#### [TASK]
Rewrite everything from the line containing "Expected: one point per instance of the circular" down to the end of the material, changing "circular" to "round" and leaving everything else as it is.

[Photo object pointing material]
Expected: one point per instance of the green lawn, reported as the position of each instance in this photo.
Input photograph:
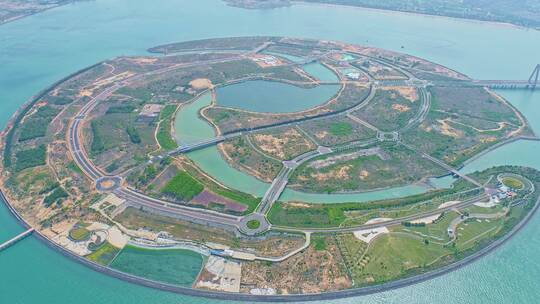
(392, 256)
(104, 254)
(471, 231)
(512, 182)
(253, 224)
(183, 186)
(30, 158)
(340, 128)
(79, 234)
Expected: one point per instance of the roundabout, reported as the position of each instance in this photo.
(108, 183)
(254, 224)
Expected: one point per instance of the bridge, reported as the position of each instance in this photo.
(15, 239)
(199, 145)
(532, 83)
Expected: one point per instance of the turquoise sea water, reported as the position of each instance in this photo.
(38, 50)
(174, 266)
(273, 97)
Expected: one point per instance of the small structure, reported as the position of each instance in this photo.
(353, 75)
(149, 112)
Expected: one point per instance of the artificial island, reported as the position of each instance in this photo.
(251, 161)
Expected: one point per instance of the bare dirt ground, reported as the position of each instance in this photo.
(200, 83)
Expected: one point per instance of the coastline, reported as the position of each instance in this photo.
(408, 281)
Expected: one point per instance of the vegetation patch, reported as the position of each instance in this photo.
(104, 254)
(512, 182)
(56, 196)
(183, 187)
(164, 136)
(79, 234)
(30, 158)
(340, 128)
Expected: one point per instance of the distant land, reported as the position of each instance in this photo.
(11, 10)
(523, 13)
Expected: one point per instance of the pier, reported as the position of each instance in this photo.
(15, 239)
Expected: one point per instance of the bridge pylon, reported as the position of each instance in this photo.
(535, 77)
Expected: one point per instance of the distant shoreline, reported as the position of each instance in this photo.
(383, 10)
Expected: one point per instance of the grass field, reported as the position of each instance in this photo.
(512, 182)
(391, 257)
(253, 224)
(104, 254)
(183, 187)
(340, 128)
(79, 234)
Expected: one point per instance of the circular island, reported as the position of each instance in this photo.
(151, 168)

#### [COMPLETE ANSWER]
Expected: one point per instance of the round island, reported as the position of each instance in this photo.
(151, 168)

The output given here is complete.